**PASSAGE SHOWN:**
☆ ☆ ☆

# Anti-Lag, ever heard of it?



## MKIII_96 (Nov 25, 2006)

so my friend whos all into subarus told me that all the crazy subarus have some kind of setup that has something to do with backfiring and almost completly eliminates turbo lag. thought this was pretty sweet. not totally sure how it works.
couple vids
http://www.youtube.com/watch?v=kKvqvi3KsdI
http://www.youtube.com/watch?v=FvqTImWfz0w
http://www.youtube.com/watch?v=D53yHBT8-LM


----------



## lucas13dourado (Oct 1, 2007)

*FV-QR*

it says on your profile you have a GTI with a gt30/40r and you dont know what anti-lag is...?


----------



## the_q_jet (Mar 19, 2005)

*FV-QR*

some people just throw money for things but dont know much about it.







(not pointing fingers)


----------



## dub101 (Jul 19, 2002)

*Re: FV-QR (the_q_jet)*

Isnt this a forum where people can just ask questions??








Anti-lag is nothing new. However what is new about it, is that with the advances in tuning o.e.m. management systems it has become more available to the average customer. Basically the ecm retards the timing which causes the exhaust temp to go up and results in boost pressure without engine load. A relatively simple function of processor controled electronic ignition. 
Stan


----------



## filthyeuropean (Sep 23, 2006)

*Re: FV-QR (the_q_jet)*

^^ what he said.


----------



## lucas13dourado (Oct 1, 2007)

*FV-QR*


_Quote, originally posted by *dub101* »_Isnt this a forum where people can just ask questions??










this _is_ the vortex


----------



## the_q_jet (Mar 19, 2005)

*FV-QR*

tru...and i just felt like givin grief today


----------



## -RalleyTuned- (Nov 17, 2008)

*Re: FV-QR (dub101)*


_Quote, originally posted by *dub101* »_
Anti-lag is nothing new. However what is new about it, is that with the advances in tuning o.e.m. management systems it has become more available to the average customer. Basically the ecm retards the timing which causes the exhaust temp to go up and results in boost pressure without engine load. A relatively simple function of processor controled electronic ignition.

☆ ☆ ☆

**Location identification entries:**

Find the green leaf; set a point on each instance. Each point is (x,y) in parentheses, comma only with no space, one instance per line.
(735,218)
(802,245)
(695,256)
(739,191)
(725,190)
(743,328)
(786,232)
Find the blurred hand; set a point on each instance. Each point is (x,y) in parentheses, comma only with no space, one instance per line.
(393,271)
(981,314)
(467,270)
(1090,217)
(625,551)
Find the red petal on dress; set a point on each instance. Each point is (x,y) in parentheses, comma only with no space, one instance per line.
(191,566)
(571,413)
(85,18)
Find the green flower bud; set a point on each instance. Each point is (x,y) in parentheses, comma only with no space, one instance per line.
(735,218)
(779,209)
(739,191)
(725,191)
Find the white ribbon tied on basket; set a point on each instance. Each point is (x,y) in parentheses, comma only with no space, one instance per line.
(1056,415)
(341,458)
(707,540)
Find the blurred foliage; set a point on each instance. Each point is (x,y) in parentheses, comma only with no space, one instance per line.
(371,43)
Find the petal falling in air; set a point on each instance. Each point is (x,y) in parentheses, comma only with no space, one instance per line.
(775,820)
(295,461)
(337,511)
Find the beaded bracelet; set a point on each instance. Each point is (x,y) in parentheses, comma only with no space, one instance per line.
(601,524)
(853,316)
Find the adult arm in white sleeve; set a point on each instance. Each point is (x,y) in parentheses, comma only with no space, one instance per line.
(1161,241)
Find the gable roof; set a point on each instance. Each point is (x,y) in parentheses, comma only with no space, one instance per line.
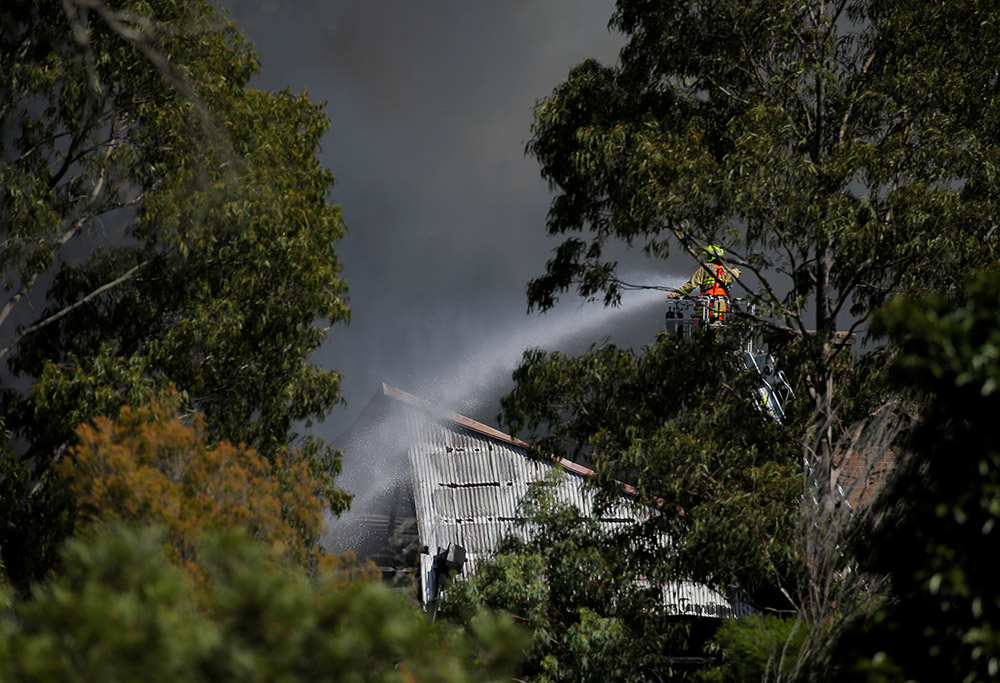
(463,483)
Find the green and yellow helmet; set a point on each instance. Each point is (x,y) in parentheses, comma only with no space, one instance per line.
(712,252)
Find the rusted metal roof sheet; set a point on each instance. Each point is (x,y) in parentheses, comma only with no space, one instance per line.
(469,480)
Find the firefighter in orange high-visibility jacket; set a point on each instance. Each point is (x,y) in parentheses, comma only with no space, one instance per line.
(714,279)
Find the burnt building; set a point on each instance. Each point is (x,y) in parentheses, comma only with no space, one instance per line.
(437,491)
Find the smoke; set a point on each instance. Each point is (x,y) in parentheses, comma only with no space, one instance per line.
(474,379)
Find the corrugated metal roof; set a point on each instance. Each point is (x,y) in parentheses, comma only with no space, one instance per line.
(468,482)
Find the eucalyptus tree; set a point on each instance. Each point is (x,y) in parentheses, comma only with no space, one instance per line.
(162,224)
(842,152)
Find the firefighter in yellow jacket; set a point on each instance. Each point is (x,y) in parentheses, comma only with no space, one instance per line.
(713,279)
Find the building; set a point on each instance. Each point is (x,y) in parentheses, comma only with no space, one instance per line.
(436,492)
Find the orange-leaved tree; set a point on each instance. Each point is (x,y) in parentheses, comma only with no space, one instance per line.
(153,467)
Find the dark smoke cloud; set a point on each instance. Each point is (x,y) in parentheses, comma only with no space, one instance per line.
(431,107)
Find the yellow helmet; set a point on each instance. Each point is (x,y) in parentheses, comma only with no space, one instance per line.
(712,252)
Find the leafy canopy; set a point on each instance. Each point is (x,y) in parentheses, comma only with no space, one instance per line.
(162,225)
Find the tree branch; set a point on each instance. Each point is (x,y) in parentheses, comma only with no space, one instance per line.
(72,307)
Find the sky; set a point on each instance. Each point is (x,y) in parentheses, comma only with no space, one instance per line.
(431,107)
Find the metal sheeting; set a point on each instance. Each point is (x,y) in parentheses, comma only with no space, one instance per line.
(467,489)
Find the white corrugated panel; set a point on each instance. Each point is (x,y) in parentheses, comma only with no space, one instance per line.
(467,491)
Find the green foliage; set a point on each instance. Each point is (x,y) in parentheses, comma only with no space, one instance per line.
(119,612)
(940,515)
(169,227)
(583,596)
(842,151)
(755,648)
(683,433)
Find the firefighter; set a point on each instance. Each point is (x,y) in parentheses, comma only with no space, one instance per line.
(714,279)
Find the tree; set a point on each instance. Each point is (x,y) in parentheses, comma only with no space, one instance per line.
(937,521)
(173,227)
(591,612)
(842,153)
(149,468)
(119,611)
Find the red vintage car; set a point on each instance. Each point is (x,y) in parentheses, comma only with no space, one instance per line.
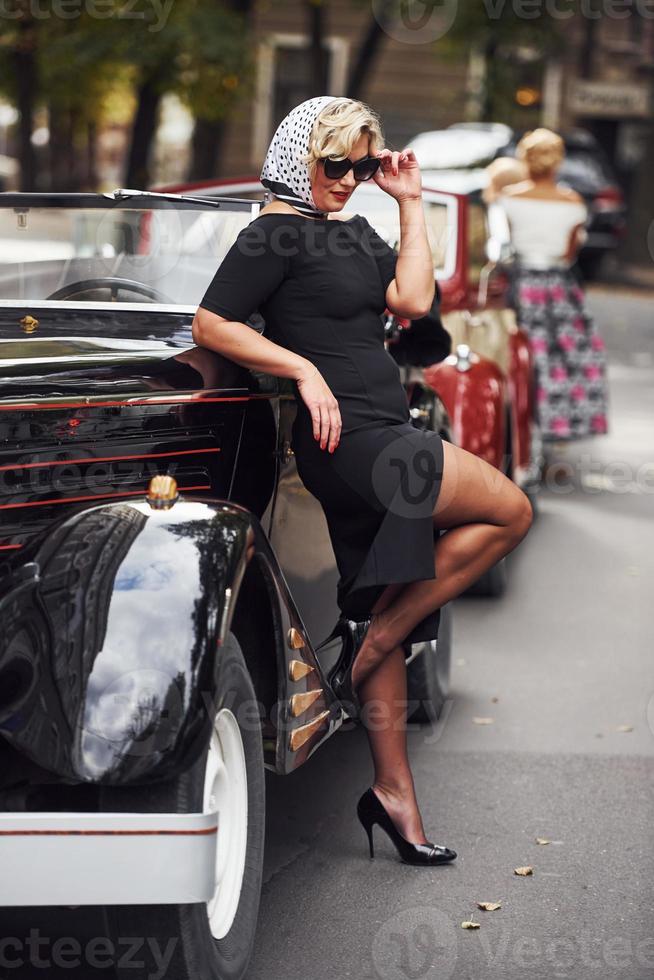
(486,383)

☆ ☆ ☆

**PROBLEM REQUIREMENTS:** Please copy the anti-lag thread in full, with every word and line kept the same. These records were drawn from a different source than the anti-lag thread.

**SOLUTION TO THIS EXERCISE:**
# Anti-Lag, ever heard of it?



## MKIII_96 (Nov 25, 2006)

so my friend whos all into subarus told me that all the crazy subarus have some kind of setup that has something to do with backfiring and almost completly eliminates turbo lag. thought this was pretty sweet. not totally sure how it works.
couple vids
http://www.youtube.com/watch?v=kKvqvi3KsdI
http://www.youtube.com/watch?v=FvqTImWfz0w
http://www.youtube.com/watch?v=D53yHBT8-LM


----------



## lucas13dourado (Oct 1, 2007)

*FV-QR*

it says on your profile you have a GTI with a gt30/40r and you dont know what anti-lag is...?


----------



## the_q_jet (Mar 19, 2005)

*FV-QR*

some people just throw money for things but dont know much about it.







(not pointing fingers)


----------



## dub101 (Jul 19, 2002)

*Re: FV-QR (the_q_jet)*

Isnt this a forum where people can just ask questions??








Anti-lag is nothing new. However what is new about it, is that with the advances in tuning o.e.m. management systems it has become more available to the average customer. Basically the ecm retards the timing which causes the exhaust temp to go up and results in boost pressure without engine load. A relatively simple function of processor controled electronic ignition. 
Stan


----------



## filthyeuropean (Sep 23, 2006)

*Re: FV-QR (the_q_jet)*

^^ what he said.


----------



## lucas13dourado (Oct 1, 2007)

*FV-QR*


_Quote, originally posted by *dub101* »_Isnt this a forum where people can just ask questions??










this _is_ the vortex


----------



## the_q_jet (Mar 19, 2005)

*FV-QR*

tru...and i just felt like givin grief today


----------



## -RalleyTuned- (Nov 17, 2008)

*Re: FV-QR (dub101)*


_Quote, originally posted by *dub101* »_
Anti-lag is nothing new. However what is new about it, is that with the advances in tuning o.e.m. management systems it has become more available to the average customer. Basically the ecm retards the timing which causes the exhaust temp to go up and results in boost pressure without engine load. A relatively simple function of processor controled electronic ignition.